(Goal of the exercise) Find the line that contains "Annotation task — pin every instance of the white interior" in the entries below. Output it and each later line exactly, and nothing else.

(Data supplied)
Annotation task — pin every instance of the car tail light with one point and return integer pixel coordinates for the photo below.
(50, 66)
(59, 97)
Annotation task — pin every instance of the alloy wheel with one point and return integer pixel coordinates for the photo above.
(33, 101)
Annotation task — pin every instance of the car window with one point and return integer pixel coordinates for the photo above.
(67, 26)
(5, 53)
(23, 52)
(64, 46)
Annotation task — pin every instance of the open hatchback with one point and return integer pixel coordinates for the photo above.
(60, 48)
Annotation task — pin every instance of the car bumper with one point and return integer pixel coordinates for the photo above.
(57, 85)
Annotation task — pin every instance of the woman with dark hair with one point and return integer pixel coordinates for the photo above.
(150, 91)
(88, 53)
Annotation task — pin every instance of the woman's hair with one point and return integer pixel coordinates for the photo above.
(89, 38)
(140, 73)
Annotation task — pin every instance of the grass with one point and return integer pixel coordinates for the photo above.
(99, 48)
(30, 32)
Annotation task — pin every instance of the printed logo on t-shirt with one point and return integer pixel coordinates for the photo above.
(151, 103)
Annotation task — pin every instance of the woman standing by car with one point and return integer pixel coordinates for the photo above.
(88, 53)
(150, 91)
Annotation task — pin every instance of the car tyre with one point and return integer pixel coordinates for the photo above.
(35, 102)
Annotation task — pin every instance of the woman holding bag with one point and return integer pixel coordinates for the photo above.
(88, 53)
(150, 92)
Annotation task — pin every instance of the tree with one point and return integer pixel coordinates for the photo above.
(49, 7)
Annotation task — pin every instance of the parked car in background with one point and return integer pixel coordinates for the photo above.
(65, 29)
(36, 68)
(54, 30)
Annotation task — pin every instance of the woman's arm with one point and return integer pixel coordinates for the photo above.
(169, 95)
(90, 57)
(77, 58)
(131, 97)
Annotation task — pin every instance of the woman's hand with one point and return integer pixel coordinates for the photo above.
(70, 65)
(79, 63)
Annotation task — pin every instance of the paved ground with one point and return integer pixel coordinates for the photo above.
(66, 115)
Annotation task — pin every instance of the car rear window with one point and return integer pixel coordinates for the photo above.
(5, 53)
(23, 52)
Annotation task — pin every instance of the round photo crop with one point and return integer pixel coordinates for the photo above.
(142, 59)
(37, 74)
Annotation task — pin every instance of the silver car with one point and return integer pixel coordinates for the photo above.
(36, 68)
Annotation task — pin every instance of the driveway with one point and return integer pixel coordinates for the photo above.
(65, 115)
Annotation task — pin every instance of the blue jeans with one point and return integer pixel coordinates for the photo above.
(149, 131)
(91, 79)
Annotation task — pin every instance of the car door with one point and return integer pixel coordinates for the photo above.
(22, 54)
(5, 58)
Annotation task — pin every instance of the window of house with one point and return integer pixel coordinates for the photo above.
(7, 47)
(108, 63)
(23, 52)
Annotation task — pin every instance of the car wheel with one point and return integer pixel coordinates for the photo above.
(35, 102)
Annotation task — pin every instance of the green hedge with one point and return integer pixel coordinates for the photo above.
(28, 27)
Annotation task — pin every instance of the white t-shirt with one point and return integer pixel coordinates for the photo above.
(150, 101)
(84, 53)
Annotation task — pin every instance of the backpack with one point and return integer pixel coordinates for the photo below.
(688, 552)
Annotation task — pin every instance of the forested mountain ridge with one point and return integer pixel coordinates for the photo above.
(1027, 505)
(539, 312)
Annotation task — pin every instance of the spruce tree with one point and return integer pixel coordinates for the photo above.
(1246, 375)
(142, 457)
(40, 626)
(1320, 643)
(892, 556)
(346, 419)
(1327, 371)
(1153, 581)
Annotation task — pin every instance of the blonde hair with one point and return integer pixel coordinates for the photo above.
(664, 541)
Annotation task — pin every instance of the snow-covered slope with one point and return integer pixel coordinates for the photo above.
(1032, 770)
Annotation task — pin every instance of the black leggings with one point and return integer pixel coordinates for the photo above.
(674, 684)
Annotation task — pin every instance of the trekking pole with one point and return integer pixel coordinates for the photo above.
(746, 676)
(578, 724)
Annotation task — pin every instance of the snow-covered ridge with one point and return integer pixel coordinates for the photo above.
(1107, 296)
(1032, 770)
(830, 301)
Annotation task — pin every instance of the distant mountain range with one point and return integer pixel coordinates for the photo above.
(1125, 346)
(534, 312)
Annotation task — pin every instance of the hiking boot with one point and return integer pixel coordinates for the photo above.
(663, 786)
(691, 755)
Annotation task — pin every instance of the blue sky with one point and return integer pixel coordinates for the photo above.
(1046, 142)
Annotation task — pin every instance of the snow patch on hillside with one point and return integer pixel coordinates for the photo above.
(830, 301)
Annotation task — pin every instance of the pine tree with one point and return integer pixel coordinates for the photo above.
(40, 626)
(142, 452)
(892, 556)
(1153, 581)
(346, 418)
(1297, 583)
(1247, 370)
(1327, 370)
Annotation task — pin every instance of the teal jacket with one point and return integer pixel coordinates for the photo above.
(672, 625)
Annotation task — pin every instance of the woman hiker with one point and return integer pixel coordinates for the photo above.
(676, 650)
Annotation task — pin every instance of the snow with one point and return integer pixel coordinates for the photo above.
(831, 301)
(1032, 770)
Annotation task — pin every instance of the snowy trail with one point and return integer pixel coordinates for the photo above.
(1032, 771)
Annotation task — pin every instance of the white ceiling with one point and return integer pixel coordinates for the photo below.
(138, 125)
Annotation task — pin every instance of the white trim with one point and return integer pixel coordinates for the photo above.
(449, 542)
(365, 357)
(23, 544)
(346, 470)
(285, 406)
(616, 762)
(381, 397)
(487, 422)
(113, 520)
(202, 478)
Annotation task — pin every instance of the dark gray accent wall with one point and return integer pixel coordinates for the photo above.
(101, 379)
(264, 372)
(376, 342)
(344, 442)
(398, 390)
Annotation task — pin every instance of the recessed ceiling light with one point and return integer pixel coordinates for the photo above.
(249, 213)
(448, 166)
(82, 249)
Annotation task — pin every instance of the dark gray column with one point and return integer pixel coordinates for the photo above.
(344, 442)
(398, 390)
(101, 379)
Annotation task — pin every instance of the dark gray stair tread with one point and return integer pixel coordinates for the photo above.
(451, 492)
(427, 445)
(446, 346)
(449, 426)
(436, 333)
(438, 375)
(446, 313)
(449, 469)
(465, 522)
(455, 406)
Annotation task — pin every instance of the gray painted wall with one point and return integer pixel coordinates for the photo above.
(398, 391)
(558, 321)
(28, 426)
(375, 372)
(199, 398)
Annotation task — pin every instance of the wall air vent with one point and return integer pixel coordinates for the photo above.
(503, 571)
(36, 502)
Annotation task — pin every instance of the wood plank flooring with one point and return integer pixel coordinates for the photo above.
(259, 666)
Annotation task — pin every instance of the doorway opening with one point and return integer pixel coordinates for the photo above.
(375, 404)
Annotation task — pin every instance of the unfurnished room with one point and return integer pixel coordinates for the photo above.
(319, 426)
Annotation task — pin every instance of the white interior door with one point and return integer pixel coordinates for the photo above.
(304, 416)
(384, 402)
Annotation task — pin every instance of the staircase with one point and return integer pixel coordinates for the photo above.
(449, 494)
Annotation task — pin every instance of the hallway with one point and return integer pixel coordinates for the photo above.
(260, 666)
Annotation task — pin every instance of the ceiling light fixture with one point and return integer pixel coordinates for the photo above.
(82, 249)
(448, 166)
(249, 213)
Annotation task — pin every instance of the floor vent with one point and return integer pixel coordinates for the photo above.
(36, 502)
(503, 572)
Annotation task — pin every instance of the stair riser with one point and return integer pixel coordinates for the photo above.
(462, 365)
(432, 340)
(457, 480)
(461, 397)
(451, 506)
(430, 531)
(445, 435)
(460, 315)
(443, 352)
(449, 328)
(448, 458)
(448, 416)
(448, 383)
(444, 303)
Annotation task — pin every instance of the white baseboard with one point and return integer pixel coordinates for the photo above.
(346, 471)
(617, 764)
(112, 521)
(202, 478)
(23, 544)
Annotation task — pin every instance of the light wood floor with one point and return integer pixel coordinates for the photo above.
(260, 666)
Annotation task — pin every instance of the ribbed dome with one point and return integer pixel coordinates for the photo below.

(Solution to the problem)
Annotation task — pin every instance of the white interior door with one point and return integer pixel coordinates for the photo above.
(304, 416)
(384, 402)
Annotation task — pin every instance of the staircase with one point and return integer pixel coordinates for the photo above.
(449, 494)
Annotation task — pin every instance of the hallway with one point and return integer pixel coordinates for the photo above.
(260, 666)
Annotation task — pin every instance of the ceiling light fixture with one point and return integer pixel coordinates for the photo above.
(82, 249)
(448, 166)
(249, 213)
Annotation task — pin every instance of the floor vent with one point and return integer pixel coordinates for the photo above.
(36, 502)
(503, 572)
Annotation task — pin every instance of the stair riser with one point and return integer pixel coordinates for the photo above.
(462, 365)
(432, 340)
(457, 480)
(461, 397)
(451, 506)
(430, 531)
(445, 435)
(460, 315)
(443, 352)
(449, 328)
(448, 458)
(448, 416)
(448, 383)
(444, 303)
Annotation task — pin every instance of the white baseboard with one point and return integer pixel coordinates for the photo above.
(346, 471)
(617, 764)
(112, 521)
(202, 478)
(23, 544)
Annotation task — pin every instance of the light wood floor with one point and return integer pixel coordinates for the photo above.
(260, 666)
Annotation task — pin every instance of the ribbed dome with one point and return integer pixel coordinates for the photo below.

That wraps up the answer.